# SET TASK 1
Output the part of the records that opens at their start and closes with the line containing "x=328 y=526" as a two-column CSV with the columns request and answer. Give one row per request, putting its text and its answer each in a single quoted field with line breaks turned into spaces.

# TEXT
╔══

Daniel Pinner has an op-ed over at Arutz Sheva that I find rather interesting.
He writes about how he, and some of his fellow devout Jews, ascended the Temple Mount:
The ritual is well-known. Before being admitted to our holiest site, a policeman told us the rules: it is forbidden to pray, even in a whisper; it is forbidden to display any Jewish or Israeli item (a flag, for example, or a tallit); no Jewish (or any non-Muslim) form of devotion is allowed.
I came up with an inventive solution. I set the countdown alarm on my cell-phone for five minutes. When it rang I pulled my cell-phone out of my pocket, hit the off button, put it to my ear, and as though answering a phone call I said aloud, “Sh’ma Yisrael, HaShem Elokeinu, HaShem echad”.
Within seconds a policeman was by my side, snarling at me, “You know it’s forbidden to pray”. I said into the phone “Just a moment, please”, still as though I was talking to someone, then turned to the policeman. “What do you mean, pray?” I asked him in surprised innocence. “That’s how I always answer the phone.”
It’s just a disgrace.
That’s the holiest spot for world Jewry, and although I understand that the rabbinate frowns upon Jewish visitation to the site, for theological reasons, there are still plenty of Jews who earnestly desire to ascend the Temple Mount for the purpose of contemplation and prayer.
Why are they not allowed to do so? The fact that the Jewish State of Israel would prevent Jews from praying at the holiest site of the Jewish people makes a mockery of the movement for Jewish national liberation, which is the movement upon which Israel was built.
When I was there, not so long ago, I forgot about the rules against bringing Jewish religious materials up onto the Mount after having just purchased a small shofar at one of the little shops that sell such things in the Old City. The Israeli authorities confiscated my newly purchased shofar and assured me that it would be returned once I was done touring the site. And, in fact, it was returned. It was an inconvenience, but my personal inconvenience on that day is not the point.

╚══

# SET TASK 2
Print, word for word, the part of the Temple Mount post that opens with the words containing "He writes about" and closes with "devotion is allowed.".

(Entries from a dataset)

╔══

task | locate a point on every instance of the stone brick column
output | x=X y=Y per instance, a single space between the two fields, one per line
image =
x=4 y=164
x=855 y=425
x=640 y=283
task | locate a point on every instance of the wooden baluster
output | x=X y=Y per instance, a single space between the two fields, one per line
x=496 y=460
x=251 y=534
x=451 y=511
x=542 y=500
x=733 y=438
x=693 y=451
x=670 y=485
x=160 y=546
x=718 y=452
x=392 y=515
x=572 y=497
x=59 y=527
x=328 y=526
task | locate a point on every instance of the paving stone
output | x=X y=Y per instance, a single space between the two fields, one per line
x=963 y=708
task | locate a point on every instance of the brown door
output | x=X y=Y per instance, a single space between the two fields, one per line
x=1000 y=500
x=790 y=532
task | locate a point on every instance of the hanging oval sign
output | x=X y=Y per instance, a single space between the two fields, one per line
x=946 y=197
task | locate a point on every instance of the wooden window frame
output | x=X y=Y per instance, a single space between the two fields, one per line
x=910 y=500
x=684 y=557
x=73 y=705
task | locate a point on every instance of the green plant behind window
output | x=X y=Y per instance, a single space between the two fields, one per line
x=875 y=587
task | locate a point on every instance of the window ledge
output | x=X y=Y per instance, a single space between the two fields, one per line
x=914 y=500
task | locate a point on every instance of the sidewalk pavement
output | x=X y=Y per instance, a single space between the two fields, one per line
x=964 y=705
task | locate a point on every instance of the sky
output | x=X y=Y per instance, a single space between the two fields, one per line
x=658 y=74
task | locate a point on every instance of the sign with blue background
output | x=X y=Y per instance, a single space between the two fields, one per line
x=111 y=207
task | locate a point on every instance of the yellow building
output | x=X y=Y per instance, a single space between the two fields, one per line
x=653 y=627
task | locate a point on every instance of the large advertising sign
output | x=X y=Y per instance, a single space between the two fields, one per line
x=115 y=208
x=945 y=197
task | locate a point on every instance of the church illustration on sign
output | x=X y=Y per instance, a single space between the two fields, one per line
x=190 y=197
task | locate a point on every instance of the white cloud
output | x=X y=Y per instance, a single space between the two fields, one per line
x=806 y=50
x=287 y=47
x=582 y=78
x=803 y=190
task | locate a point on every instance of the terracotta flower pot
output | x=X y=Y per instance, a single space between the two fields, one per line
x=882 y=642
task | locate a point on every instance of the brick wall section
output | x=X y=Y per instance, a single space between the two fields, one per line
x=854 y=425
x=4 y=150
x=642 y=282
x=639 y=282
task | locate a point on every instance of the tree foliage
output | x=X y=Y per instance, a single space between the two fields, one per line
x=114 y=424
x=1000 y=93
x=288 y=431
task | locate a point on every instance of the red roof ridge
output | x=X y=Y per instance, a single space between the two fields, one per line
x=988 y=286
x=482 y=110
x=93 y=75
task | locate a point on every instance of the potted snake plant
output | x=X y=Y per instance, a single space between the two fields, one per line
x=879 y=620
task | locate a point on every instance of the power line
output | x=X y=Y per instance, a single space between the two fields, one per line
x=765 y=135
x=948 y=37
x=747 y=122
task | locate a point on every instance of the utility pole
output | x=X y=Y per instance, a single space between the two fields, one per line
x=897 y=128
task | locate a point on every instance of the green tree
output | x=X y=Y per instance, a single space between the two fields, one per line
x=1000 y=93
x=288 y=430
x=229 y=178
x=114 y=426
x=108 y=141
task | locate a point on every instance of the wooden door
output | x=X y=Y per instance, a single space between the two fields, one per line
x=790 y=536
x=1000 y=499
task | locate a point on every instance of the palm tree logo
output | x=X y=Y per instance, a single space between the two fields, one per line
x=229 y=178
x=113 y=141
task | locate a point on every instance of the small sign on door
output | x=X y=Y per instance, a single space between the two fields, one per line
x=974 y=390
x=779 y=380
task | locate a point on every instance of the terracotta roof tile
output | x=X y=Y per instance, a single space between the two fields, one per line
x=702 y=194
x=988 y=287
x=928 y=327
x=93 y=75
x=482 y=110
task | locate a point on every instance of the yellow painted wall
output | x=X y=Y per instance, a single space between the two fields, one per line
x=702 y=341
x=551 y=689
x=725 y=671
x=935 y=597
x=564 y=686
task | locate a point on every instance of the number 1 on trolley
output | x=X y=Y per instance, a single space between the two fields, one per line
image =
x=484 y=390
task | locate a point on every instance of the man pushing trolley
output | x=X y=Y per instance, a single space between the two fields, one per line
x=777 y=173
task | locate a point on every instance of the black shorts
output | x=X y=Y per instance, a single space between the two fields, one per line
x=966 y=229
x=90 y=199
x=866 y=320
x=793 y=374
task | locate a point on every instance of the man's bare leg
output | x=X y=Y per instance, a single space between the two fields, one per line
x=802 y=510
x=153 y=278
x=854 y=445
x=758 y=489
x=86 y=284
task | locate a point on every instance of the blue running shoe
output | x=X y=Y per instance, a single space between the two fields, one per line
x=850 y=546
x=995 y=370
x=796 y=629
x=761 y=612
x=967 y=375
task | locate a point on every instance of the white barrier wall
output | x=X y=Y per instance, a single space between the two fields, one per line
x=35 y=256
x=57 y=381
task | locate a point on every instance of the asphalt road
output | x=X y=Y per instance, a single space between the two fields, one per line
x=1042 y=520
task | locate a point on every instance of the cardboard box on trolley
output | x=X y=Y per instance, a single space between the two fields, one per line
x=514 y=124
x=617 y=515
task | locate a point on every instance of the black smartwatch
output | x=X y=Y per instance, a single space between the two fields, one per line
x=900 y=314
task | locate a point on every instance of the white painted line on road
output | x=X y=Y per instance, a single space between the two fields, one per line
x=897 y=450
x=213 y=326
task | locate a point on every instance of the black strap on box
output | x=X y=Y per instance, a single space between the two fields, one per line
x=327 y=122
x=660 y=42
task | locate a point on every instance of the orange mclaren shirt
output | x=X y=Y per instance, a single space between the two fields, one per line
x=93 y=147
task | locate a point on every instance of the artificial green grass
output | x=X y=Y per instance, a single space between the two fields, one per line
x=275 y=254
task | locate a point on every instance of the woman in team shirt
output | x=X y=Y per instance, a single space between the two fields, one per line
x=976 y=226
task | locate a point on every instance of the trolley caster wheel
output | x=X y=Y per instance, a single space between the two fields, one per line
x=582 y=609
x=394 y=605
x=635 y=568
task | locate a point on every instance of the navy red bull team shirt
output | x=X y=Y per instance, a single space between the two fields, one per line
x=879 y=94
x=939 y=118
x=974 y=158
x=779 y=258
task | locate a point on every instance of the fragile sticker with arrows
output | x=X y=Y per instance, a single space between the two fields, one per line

╚══

# FINAL ANSWER 1
request,answer
"task | locate a point on every instance of the stone brick column output | x=X y=Y per instance, a single space between the two fields, one per line image =","x=4 y=164 x=855 y=425 x=640 y=283"
"task | locate a point on every instance of the wooden baluster output | x=X y=Y per instance, a single space between the two fields, one per line","x=496 y=460 x=251 y=534 x=451 y=511 x=542 y=500 x=733 y=438 x=693 y=451 x=670 y=485 x=160 y=546 x=718 y=452 x=392 y=515 x=572 y=497 x=59 y=527 x=328 y=526"

# FINAL ANSWER 2
He writes about how he, and some of his fellow devout Jews, ascended the Temple Mount:
The ritual is well-known. Before being admitted to our holiest site, a policeman told us the rules: it is forbidden to pray, even in a whisper; it is forbidden to display any Jewish or Israeli item (a flag, for example, or a tallit); no Jewish (or any non-Muslim) form of devotion is allowed.